--- begin Source document ---

Stronger regs needed for LNG

Posted: November 3, 2013 in Uncategorized

This morning I witnessed a dramatic seasonal phenomenon. It was the kind of experience that made words written long ago come to life, connecting one with the kind of writer no long prominent or commercially viable but occasionally popping up in Yankee magazine or the like.

What it was, you see, was that the fallen logs I generally use to cross above a stream about 14 feet across were being flooded over, creating a waterfall of about four feet in height.

However inconvenient, for the log bridge could not be used with any reasonable guarantee of safety (let alone of dry footwear), the new waterfall was certainly pleasing to the eye and to the ear.

What had happened, you see, was that autumn leaves had fallen into the stream to stuff the gaps in the logs and branches spanning the stream.

The water had nowhere to go but up; it rose to the highest point in the span (which had effectively become a dam) and spilled over.

The gas and oil industry has been busily stuffing falling leaves into a sort of haphazard formation spanning a gentle stream, creating demand ahead of supply in the natural gas industry in an insidious drive to addiction.

Part of that strategy involves liquefied natural gas (LNG).

There is some concern that natgas could become the “big-box store” of the energy sector, as a big price difference between natural gas and diesel fuel drives conversion of trucking fleets, perhaps even a significant number of passenger automobiles à la “Pickens Plan,” with price increases to wallop users later.

Note that the Albany Times-Union reported that, “one of the single largest concentrations of (natural gas) vehicles in New York belongs to the state Transportation Department, which has 623; of those 398 are Honda Civics, which is almost as many as are held by private owners. The balance are a mix of pick-up trucks and vans.” Note that these are compressed natural gas (CNG) vehicles as opposed to liquid natural gas (LNG) vehicles.

Liquid natural gas is seen as more convenient to transport and store although a methanol heat-exchanger method must be used to lower the temperature and thus liquify methane.

Way back in 2001, NYDOT bought 60 natgas Honda Civics, increasing its total Civic GX fleet to 110 sedans.

--- end Source document ---

Set of tasks —
a) In the post about LNG regulation, how many natural gas vehicles does the Albany Times-Union say the New York state Transportation Department has?
b) Write the next part of the post about LNG regulation, picking up after its last sentence.

--- begin Supplied data ---

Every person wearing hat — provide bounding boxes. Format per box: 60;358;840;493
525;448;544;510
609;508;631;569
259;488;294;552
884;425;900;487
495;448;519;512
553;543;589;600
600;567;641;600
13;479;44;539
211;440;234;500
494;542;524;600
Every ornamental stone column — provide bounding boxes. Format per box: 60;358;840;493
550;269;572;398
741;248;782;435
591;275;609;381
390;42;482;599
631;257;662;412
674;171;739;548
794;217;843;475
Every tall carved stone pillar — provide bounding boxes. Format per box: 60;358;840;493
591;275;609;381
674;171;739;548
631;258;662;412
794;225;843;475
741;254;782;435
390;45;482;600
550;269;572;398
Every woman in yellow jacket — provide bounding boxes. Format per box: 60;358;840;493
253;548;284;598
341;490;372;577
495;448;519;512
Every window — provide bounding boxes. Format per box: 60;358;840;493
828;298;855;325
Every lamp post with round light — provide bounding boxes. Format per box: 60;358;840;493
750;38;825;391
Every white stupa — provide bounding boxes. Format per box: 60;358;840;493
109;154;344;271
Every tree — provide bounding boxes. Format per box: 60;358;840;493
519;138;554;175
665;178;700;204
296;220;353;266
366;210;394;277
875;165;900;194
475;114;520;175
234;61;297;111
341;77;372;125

--- end Supplied data ---
--- begin Supplied data ---

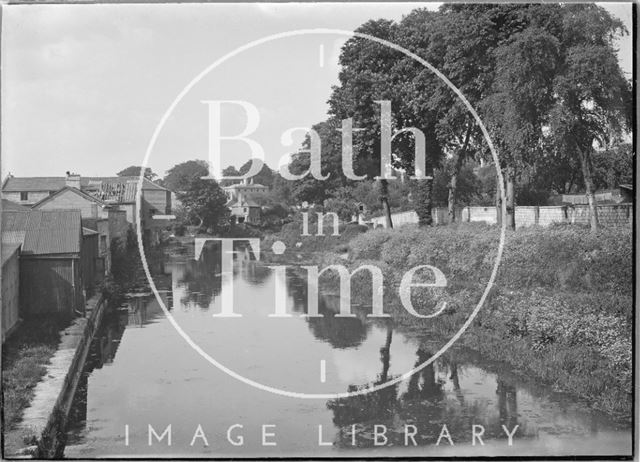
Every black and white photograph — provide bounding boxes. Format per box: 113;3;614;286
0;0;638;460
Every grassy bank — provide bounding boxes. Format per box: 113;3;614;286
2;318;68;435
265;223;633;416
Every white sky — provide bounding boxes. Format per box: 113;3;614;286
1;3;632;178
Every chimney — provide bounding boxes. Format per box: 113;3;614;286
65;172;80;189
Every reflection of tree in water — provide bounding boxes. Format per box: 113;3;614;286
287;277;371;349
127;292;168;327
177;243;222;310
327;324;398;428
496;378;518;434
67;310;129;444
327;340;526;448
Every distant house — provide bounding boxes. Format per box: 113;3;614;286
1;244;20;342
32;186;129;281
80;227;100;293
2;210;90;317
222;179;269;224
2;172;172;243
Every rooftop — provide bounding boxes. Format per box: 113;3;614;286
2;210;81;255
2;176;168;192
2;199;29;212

--- end Supplied data ---

Outputs for the tasks —
a) 623

b)
Note also that companies such as Waste Management have converted fleets to natural gas. This isn’t like the fad biodiesel conversion fad we witnessed about a decade ago. This is much bigger and more systemic.

I’d be remiss if I didn’t at least cite the report of Charles K. Ebinger of the Brookings Institution on projected price increases due to exportation of liquefied natural gas:

“Under the most reasonable assumptions (in this case assuming 6 bcf/day of exports), most reports forecast that natural gas prices will be between 2 and 11 percent higher in 2035 than if the U.S. did not export LNG.”

If you examine China’s thirst for gas, however, you might want to take a harder look at those projections.

(click here)

Of course when you look at China’s growth it’s almost like you’ve entered the world of quantum physics … the usual rules of the physical world don’t apply.

By the way, here’s a more qualitative look at near-term effects of conversion from Forbes magazine:

(click here)

But what of the price increases due to a surge in domestic demand?

The World Bank’s got the domestic price of natural gas doubling by 2020.

(click here)

The World Bank projects crude oil to be slightly lower in 2020 than it is now.

(click here)

So, based on an "expected" increase in demand, there is at least some leveling effect.

Enter the investment community.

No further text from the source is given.